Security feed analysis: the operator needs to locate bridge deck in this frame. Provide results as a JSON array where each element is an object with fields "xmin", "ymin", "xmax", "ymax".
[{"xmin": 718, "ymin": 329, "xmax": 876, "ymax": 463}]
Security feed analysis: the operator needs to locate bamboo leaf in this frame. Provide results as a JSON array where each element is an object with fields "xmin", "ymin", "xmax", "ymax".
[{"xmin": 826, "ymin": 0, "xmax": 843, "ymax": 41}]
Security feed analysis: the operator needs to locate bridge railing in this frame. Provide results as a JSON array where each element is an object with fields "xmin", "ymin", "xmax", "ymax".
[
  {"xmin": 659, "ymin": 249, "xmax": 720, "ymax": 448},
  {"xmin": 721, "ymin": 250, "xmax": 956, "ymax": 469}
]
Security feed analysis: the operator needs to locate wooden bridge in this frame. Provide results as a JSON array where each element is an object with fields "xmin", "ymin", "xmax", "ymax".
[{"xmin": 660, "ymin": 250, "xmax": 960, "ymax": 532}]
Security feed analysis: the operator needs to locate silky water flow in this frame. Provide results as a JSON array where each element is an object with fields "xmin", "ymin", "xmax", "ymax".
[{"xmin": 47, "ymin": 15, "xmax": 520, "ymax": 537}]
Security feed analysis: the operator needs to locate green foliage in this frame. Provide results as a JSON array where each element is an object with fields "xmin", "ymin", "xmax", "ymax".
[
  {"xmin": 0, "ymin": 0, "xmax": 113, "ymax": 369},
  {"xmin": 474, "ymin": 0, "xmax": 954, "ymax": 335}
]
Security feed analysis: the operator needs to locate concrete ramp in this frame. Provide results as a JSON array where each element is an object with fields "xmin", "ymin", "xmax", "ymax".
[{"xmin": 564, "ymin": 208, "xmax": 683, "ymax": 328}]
------------------------------
* **SET PROBLEM**: Count the lines in the records above that contain the string "ramp", treating uppercase and lowercase as different, and give only that number.

* **FINISHED TASK**: 1